━━ RECORDS TO USE ━━
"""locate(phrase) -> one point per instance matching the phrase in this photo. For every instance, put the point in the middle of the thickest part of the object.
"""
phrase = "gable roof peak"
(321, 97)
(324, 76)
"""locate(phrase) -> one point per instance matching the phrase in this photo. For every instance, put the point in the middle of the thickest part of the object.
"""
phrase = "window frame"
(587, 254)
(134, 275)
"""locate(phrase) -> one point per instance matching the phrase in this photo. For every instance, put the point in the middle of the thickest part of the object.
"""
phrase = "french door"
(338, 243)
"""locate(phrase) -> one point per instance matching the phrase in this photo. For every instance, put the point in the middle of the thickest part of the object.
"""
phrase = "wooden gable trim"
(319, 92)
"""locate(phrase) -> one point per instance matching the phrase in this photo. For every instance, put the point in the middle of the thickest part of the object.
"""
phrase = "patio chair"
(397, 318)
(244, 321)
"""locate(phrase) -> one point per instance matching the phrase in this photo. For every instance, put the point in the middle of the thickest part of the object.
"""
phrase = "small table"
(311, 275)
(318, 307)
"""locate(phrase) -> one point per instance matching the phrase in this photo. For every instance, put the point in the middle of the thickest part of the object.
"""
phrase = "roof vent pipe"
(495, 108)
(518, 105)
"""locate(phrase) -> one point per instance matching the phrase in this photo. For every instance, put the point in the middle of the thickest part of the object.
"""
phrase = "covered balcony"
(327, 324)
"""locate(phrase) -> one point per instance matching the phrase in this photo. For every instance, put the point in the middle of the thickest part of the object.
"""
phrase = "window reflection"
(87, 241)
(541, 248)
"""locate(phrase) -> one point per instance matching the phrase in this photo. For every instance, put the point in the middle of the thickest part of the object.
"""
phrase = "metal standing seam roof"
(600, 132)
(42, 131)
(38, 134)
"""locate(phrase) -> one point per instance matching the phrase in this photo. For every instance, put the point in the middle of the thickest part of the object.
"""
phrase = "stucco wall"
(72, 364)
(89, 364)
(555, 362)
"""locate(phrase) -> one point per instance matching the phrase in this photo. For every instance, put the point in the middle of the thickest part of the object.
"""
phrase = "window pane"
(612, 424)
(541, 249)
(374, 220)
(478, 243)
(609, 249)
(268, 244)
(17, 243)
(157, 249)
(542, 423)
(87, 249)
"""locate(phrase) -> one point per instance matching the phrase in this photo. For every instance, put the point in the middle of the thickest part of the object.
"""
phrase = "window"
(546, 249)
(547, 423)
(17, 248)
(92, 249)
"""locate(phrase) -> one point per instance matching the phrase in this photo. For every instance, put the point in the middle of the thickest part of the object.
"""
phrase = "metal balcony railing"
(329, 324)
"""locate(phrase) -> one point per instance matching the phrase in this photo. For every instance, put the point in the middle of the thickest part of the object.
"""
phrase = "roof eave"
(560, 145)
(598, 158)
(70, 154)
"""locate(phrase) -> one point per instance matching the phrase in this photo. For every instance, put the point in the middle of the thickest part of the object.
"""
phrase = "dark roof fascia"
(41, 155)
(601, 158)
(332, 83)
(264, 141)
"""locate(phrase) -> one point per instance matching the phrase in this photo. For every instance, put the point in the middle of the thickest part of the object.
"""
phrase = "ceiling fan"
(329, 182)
━━━
> **WRITTEN PROBLEM**
Faithfully copy every entry, leaving nothing out.

> **SOLUTION TO THE EXERCISE**
"""locate(phrase) -> one point per instance matching the phrase in this photo. For every instance, put the point in the middle of the thickest part of the object.
"""
phrase = "gable roof peak"
(321, 97)
(324, 76)
"""locate(phrase) -> one point per instance matching the phrase in this photo. For every instance, put the point in the middle of the thickest part of the object.
"""
phrase = "window frame"
(587, 254)
(134, 275)
"""locate(phrase) -> one point per instance matching the phrase in this photo. For every instance, put the point in the middle of the thickest part of the object.
"""
phrase = "french door"
(338, 243)
"""locate(phrase) -> one point per instance matching the phrase in this photo. For every instance, put the point in the middle of the thickest part of the object.
"""
phrase = "wooden gable trim"
(319, 92)
"""locate(phrase) -> one point per instance matching the phrase in this photo. For every instance, put the point in the middle of the thickest part of the object.
"""
phrase = "patio chair"
(397, 318)
(244, 321)
"""locate(phrase) -> one point per instance matching the phrase in this photo. For every instance, put the point in the middle of the thickest part of the object.
"""
phrase = "small table"
(311, 275)
(318, 307)
"""locate(phrase) -> one point per instance matching the phrase in this photo. For every instance, put the point in the middle of the thickest part of the object.
"""
phrase = "roof vent pipe"
(495, 108)
(518, 105)
"""locate(phrase) -> one point per instance matching the phrase in this photo. For every instance, put the point in the middle of the thickest part of the object.
"""
phrase = "covered balcony"
(327, 324)
"""locate(phrase) -> one point per instance matching the phrase in this photo. For every instance, put the point in the middle of the thickest part of the object.
"""
phrase = "window reflection"
(87, 241)
(541, 248)
"""locate(phrase) -> one point per instance matching the phrase in this photo. For every instance, put the point in the middle of the thickest part of the object.
"""
phrase = "metal standing seam roof"
(600, 132)
(42, 131)
(38, 134)
"""locate(phrase) -> one point per instance matching the phrase in this photo. For every instance, put the point in the middle of the thickest part of the object.
"""
phrase = "stucco wall"
(72, 364)
(89, 364)
(555, 362)
"""locate(phrase) -> one point per instance matching the phrase in this photo. For every instance, put the point in the middle of the thickest part of the object.
"""
phrase = "window pane"
(612, 424)
(541, 249)
(374, 220)
(478, 243)
(609, 249)
(268, 244)
(17, 243)
(157, 249)
(542, 423)
(87, 249)
"""locate(phrase) -> one point per instance matching the phrase in this photo. For every instance, put the point in the middle of the thickest part of the object.
"""
phrase = "window"
(546, 249)
(547, 423)
(17, 248)
(92, 249)
"""locate(phrase) -> one point per instance matching the phrase in this photo. For every instance, put the point in the middle of the thickest part of the object.
"""
phrase = "metal balcony railing"
(329, 324)
"""locate(phrase) -> one point per instance matching the phrase in this photo. For every instance, put the point in the middle of the thickest part of the object.
"""
phrase = "roof eave"
(560, 145)
(598, 158)
(70, 154)
"""locate(phrase) -> one point per instance matching the phrase in this photo. For every instance, put the point in the middle of the thickest part of the object.
"""
phrase = "dark roof fascia"
(41, 155)
(601, 158)
(332, 83)
(264, 141)
"""locate(phrase) -> one point per instance matching the phrase in this photo. For every instance, put the point in the middle of the thickest part of the object.
"""
phrase = "ceiling fan"
(329, 182)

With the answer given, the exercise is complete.